• OBJETIVO A: Reproduza fielmente o trecho do texto sobre o flamenco que começa em "Mas um dos cantes" e termina em "do gênero lírico.".

• TEXTO DA PÁGINA:
■ ■ ■ ■
O flamenco é uma arte que une a música, o canto e a dança e é impossível determinar uma única origem cultural. Como o nosso samba, que é "pai do prazer e filho da dor" **, o flamenco se constituiu no cruzamento das culturas árabe, judaica, cigana e cristã.

E essa mistura acontece em Triana, como já foi dito, por conter ali populações de árabes, judeus e ciganos que, misturados, passavam despercebidos pelo sistema vigente. Do árabe, recebeu aspectos melódicos, como as moaxajas xarchas e zéjel, formas poéticas que influenciaram as cantigas trovadorescas; os rítmicos, principalmente no uso de instrumentos musicais como o alaúde e a percussão e , principalmente, no uso do cante utilizado com a técnica do vibrato ( várias notas numa mesma sílaba) , principalmente do cante a palo seco , ou seja, sem acompanhamento musical, também conhecido como cante andaluz. Dos judeus sefarditas , o flamenco conta com ecos do cante sinagogal em muitos cantes, como o jondo

( fundo) representante do cante primordial, aquele que está na base de todos os outros dessa arte. Dos ciganos, recebe a influência do acompanhamento da guitarra ao cante soleá, que significa solidão, trazendo o equilíbrio entre o cantaor e o instrumento

No hay nadie en este mundo que te quiera más que yo debajo tierra me meto donde no me vea ni Dios Por que te llamas Aurora Que me acuesto a la raya del día Si te llamaras Custodia a la iglesia no saldría Si te llamaras Custodia a la iglesia no saldría Te compro más camisas Te compro más camisas Y porque yo no visto altares 'pa' que otro diga misa Ni te miro ni te hablo ni te compro más camisas La noche del barro cayó la noche del barro cayó la noche del barro cayó la noche del barro y en vez de salí desnuda salió 'vestia' de blanco y en vez de salí desnuda salió 'vestia' de raso Candelas del cielo del cielo caigan candelas y más candela le caiga a tu mare encima por tener malina lengua Yo no me he muerto de pena porque no supe sentir y a mi corto entendimiento le agradezco al vivir yo no me he muerto de pena porque no supe sentir (Triana,1847)

Mas um dos cantes flamencos mais antigos de que se tem notícia é a seguiriya, que começa com um grito terrível, um cante chorado, sentido, fundo. Deriva dos cantos fúnebres, o tema da morte é a inspiração, daí o caráter dramático, cheio de ais e lamentos, roupas negras (quando há bailadora) e expressões contritas. Esses cantes põem na palavra cantada/declamada toda a força poética, é como se estivéssemos vendo os primórdios do gênero lírico.
■ ■ ■ ■
• MATERIAL DA TAREFA:
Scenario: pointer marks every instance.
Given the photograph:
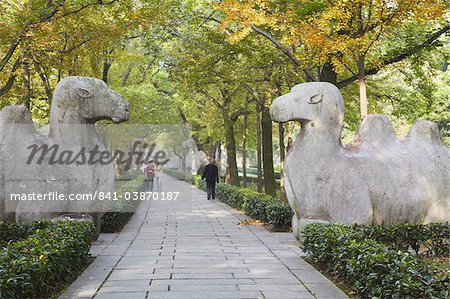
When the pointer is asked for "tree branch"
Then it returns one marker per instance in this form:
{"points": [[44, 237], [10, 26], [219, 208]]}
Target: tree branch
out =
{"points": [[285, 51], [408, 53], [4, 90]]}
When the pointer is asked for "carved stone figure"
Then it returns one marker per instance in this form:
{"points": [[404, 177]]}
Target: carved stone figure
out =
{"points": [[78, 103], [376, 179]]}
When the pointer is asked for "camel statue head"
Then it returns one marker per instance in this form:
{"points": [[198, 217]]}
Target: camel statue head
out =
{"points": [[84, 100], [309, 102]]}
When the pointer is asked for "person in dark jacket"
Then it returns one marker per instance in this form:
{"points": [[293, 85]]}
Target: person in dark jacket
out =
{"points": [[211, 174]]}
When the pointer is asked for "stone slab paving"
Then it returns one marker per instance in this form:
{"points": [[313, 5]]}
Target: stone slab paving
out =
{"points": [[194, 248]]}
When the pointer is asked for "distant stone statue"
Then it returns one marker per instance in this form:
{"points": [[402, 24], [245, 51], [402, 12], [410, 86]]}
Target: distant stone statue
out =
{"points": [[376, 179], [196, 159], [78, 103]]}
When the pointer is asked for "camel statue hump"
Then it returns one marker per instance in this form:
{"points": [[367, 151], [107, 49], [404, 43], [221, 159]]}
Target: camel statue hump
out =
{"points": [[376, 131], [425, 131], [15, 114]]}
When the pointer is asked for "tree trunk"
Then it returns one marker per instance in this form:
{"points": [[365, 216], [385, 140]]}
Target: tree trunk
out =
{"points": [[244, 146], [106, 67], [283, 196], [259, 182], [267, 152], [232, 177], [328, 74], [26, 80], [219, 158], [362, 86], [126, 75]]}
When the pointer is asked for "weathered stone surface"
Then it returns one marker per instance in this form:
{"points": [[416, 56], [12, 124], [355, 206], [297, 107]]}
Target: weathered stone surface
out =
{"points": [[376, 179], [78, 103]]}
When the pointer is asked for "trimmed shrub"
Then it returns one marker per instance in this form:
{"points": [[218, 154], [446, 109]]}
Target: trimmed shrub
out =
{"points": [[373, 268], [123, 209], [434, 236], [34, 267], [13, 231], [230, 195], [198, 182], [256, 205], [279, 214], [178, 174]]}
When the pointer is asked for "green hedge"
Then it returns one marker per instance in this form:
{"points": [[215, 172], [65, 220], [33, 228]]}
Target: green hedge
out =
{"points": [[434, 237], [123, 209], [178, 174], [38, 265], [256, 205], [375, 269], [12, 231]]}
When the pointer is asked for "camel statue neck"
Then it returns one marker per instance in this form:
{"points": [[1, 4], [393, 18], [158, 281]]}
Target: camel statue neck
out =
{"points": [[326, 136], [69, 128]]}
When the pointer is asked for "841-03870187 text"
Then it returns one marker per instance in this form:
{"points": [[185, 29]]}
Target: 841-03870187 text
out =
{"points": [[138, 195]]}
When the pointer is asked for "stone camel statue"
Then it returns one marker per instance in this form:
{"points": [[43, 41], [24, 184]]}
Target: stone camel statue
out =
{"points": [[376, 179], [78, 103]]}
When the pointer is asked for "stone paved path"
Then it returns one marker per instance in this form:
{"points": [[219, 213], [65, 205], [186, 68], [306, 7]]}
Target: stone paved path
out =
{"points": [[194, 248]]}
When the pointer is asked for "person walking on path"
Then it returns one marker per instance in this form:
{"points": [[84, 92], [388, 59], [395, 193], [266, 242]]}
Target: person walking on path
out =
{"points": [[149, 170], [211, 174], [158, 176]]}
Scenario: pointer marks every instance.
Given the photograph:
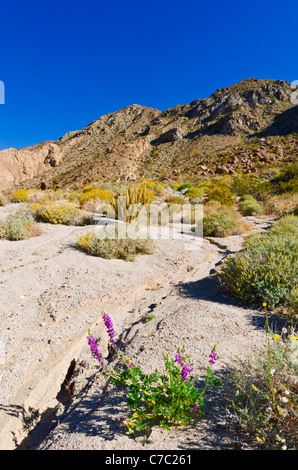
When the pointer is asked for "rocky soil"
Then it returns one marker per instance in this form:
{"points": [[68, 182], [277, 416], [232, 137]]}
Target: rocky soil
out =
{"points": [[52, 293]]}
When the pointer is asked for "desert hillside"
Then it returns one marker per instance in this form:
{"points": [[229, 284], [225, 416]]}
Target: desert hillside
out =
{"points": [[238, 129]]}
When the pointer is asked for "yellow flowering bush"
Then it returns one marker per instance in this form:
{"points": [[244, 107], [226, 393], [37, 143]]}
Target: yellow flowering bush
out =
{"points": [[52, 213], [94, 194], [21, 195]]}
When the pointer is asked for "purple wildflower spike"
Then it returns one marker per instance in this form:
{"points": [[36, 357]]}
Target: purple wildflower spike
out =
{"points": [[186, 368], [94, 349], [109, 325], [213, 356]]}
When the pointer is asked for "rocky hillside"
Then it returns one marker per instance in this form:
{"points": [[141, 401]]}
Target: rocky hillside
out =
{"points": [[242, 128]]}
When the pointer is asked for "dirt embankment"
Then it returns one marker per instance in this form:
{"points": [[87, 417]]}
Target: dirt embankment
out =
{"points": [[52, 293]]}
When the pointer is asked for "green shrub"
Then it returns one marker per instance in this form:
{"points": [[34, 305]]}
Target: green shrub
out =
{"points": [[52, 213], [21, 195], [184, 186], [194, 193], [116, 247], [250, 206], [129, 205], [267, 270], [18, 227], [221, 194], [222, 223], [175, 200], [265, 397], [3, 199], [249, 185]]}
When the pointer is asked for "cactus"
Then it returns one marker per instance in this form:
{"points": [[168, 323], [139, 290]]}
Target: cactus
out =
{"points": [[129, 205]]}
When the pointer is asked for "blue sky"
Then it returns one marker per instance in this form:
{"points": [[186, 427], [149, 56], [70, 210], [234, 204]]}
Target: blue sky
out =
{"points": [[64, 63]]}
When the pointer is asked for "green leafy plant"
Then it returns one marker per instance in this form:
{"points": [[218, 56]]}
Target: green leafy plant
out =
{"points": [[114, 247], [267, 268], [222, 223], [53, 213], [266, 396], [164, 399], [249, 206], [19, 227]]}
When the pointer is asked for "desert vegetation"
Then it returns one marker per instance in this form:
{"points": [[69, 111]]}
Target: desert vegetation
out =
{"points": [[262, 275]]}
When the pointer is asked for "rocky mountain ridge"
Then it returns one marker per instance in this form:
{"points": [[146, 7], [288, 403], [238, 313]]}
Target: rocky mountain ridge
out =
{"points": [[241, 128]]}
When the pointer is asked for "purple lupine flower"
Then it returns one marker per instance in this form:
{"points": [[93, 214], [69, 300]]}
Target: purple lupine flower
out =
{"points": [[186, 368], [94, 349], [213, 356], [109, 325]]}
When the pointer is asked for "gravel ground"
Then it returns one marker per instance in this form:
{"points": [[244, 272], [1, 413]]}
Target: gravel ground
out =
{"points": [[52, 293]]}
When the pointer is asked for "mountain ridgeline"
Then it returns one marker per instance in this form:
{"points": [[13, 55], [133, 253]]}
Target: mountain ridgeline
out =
■ ■ ■ ■
• OBJETIVO B: Identifique e copie cada linha das entradas acima que contém a palavra "purple". Considere a distinção entre maiúsculas e minúsculas.

• RESOLUÇÃO COMENTADA A:
Mas um dos cantes flamencos mais antigos de que se tem notícia é a seguiriya, que começa com um grito terrível, um cante chorado, sentido, fundo. Deriva dos cantos fúnebres, o tema da morte é a inspiração, daí o caráter dramático, cheio de ais e lamentos, roupas negras (quando há bailadora) e expressões contritas. Esses cantes põem na palavra cantada/declamada toda a força poética, é como se estivéssemos vendo os primórdios do gênero lírico.

• RESOLUÇÃO COMENTADA B:
When the pointer is asked for "purple wildflower spike"
Target: purple wildflower spike
When the pointer is asked for "purple lupine flower"
Target: purple lupine flower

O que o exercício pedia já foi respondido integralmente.